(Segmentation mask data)

***

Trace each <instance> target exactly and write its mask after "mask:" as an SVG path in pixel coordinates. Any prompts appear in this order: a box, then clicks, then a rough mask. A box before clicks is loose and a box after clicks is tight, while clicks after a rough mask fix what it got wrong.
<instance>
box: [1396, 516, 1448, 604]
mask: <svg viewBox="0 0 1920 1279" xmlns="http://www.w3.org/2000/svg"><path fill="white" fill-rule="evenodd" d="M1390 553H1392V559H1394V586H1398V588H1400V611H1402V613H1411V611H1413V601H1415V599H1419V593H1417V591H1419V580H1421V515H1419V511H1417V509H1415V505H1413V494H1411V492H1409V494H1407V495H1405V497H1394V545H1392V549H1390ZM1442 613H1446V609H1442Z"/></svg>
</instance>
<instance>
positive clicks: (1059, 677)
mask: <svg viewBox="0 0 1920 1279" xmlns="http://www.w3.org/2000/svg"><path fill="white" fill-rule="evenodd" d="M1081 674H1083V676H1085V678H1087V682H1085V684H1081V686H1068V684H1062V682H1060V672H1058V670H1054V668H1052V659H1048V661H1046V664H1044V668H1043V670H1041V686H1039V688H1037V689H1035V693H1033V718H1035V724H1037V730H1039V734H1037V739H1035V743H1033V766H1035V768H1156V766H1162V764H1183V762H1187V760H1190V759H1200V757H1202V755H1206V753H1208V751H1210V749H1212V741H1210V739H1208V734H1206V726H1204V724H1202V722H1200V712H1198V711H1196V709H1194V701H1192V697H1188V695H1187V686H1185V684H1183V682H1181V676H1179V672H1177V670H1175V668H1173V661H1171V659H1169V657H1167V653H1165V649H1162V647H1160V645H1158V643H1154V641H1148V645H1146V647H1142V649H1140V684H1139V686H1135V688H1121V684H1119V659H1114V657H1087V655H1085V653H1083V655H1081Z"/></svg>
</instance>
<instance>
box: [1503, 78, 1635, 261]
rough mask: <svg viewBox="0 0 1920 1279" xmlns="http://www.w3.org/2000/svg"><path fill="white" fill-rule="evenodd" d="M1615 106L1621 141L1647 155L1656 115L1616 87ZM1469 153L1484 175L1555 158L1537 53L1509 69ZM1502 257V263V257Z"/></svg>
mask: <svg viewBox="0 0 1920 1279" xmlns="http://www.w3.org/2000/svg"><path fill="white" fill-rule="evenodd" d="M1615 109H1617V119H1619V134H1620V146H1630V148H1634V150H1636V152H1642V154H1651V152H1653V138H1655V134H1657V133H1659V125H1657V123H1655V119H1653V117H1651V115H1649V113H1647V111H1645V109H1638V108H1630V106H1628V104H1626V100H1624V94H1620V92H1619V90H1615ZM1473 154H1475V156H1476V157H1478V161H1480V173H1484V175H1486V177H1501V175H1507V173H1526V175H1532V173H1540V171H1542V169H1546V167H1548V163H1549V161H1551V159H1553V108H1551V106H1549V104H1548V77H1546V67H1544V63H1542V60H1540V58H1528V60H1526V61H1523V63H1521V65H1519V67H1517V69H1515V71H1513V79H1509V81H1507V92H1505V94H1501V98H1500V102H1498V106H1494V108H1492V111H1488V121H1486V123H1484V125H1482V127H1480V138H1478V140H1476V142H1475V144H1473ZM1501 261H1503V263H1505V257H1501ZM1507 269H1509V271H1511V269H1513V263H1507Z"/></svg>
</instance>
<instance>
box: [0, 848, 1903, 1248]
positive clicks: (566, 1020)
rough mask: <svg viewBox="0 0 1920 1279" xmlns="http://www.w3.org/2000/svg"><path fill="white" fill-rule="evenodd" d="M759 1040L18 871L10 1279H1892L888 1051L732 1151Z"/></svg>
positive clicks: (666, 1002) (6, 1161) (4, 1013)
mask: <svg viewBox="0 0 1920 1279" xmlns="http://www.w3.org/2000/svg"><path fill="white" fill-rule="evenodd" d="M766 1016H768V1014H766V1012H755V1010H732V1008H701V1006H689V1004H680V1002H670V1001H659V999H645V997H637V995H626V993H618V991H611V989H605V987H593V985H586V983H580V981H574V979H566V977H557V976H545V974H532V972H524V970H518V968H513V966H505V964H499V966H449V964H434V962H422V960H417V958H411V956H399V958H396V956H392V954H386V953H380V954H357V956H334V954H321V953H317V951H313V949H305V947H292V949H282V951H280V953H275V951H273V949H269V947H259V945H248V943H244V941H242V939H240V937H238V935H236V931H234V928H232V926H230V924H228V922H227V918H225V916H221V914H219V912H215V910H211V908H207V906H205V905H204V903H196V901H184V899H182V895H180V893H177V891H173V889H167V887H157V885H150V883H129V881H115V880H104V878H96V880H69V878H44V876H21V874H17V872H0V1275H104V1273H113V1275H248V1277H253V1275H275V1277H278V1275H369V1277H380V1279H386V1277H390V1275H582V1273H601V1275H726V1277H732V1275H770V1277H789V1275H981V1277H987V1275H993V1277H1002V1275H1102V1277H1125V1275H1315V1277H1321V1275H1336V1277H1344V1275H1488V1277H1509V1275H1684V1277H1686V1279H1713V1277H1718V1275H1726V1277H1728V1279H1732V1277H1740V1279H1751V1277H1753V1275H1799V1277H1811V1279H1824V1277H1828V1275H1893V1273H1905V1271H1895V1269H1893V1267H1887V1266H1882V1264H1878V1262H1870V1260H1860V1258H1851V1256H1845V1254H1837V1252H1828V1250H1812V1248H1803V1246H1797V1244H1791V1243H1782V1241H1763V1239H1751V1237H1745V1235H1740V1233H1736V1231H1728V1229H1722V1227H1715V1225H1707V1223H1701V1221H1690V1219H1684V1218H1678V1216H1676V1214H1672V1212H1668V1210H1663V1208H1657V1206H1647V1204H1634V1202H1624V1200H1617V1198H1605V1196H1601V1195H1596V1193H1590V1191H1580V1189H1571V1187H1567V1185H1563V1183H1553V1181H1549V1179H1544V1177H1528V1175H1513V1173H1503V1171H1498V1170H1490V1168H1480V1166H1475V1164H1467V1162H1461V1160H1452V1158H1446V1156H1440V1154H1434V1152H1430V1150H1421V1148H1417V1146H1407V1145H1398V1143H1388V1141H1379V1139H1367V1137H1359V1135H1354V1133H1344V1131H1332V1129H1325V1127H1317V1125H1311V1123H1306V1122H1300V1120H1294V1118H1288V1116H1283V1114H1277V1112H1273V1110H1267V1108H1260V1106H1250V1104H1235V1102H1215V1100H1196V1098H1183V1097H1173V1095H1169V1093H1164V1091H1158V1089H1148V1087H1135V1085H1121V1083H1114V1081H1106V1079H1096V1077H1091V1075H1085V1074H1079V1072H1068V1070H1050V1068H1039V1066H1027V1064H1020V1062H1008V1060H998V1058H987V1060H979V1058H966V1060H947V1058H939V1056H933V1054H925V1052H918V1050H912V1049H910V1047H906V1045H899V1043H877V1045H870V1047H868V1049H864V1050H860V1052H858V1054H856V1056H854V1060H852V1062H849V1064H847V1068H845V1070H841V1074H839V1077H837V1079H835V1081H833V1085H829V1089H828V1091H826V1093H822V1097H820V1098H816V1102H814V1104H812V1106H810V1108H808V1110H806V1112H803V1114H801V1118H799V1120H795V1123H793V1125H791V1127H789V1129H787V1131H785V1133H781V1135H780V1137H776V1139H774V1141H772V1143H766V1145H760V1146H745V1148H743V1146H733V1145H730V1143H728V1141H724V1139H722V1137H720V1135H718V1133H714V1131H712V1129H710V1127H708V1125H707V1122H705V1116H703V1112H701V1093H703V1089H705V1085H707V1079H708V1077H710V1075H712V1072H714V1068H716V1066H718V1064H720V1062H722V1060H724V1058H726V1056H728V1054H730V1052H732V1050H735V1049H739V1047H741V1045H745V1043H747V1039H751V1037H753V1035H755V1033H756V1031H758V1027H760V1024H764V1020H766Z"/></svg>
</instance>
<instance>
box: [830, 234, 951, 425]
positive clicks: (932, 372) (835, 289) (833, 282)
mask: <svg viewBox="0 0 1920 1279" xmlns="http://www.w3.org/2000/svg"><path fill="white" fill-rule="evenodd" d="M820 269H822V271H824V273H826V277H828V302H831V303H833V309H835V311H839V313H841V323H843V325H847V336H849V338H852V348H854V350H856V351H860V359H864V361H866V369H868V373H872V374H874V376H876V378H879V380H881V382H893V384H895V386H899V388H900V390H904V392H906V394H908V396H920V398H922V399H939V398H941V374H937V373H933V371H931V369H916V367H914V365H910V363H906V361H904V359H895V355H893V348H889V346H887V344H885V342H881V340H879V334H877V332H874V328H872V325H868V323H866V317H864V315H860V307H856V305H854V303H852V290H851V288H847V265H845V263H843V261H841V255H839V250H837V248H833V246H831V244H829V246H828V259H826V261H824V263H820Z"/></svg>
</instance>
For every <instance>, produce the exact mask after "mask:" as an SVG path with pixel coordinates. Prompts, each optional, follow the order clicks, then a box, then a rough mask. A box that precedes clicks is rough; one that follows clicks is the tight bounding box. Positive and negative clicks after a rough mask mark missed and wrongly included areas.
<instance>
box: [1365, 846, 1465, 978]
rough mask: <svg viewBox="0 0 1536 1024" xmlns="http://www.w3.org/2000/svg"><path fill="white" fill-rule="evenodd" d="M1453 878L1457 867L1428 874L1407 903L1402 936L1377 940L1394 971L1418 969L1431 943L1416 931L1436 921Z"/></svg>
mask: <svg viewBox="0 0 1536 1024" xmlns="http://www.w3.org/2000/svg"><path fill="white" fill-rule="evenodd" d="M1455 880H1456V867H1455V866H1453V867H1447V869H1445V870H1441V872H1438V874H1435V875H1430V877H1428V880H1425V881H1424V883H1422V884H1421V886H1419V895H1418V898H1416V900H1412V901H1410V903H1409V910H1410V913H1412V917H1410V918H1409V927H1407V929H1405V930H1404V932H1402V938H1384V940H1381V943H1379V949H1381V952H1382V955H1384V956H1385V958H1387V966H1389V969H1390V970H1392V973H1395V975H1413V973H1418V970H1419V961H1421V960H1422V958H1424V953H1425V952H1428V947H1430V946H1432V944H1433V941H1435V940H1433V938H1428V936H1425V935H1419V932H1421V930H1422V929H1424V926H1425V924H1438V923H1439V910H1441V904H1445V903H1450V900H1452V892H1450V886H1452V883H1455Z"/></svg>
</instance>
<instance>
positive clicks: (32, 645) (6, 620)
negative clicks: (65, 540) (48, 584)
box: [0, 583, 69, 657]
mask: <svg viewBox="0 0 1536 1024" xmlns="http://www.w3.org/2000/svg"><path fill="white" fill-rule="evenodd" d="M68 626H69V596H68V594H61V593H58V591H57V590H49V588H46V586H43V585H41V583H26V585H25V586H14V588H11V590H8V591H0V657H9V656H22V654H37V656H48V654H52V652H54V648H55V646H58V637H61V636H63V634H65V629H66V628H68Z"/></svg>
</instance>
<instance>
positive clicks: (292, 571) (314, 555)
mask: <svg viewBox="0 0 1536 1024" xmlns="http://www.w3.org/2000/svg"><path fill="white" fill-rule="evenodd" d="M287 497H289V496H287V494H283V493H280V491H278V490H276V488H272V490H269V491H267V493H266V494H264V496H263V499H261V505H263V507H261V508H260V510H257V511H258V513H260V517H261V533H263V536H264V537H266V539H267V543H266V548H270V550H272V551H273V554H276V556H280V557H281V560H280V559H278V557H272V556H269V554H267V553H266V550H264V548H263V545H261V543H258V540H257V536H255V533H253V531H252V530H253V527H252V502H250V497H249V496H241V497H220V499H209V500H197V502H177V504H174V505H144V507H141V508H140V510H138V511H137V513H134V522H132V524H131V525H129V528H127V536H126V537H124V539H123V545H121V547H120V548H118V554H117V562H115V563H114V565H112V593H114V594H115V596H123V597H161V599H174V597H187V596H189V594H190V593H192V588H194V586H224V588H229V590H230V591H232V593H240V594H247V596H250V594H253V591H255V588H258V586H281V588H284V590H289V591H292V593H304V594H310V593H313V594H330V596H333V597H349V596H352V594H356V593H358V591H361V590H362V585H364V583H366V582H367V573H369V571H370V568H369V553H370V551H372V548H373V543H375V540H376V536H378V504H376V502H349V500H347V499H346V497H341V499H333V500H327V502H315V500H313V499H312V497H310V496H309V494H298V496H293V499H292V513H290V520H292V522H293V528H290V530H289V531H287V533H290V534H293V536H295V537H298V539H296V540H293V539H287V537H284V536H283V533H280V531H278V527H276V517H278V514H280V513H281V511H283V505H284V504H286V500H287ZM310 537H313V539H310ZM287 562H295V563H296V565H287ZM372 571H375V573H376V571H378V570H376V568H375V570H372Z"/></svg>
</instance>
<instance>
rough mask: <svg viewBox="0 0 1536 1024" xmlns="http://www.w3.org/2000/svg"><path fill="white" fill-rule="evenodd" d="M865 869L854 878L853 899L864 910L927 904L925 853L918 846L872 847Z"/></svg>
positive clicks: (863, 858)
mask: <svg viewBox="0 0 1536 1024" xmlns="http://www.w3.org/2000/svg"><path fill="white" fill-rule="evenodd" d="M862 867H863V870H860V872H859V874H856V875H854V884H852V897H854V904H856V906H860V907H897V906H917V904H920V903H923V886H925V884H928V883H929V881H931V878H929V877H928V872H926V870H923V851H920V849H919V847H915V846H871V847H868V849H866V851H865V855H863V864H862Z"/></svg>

***

### ASSIGNMENT
Which lines above contain the word "pixel"? List them.

### REPLY TO THE TASK
Trace each <instance> target exactly and write its mask after "mask:" as an SVG path in pixel coordinates. Any prompts appear in this order: a box, then clicks, then a rough mask. A box before clicks is loose and a box after clicks is tight, while clicks after a rough mask fix what it got wrong.
For every <instance>, produce the exact mask after "mask:" as an SVG path with pixel coordinates. Prompts, each optional, follow the order clicks, then a box, then a rough mask. A box that precedes clicks is rough; one that follows clicks is the tight bounding box. Positive and negative clicks after a rough mask mark missed and wrongly included areas.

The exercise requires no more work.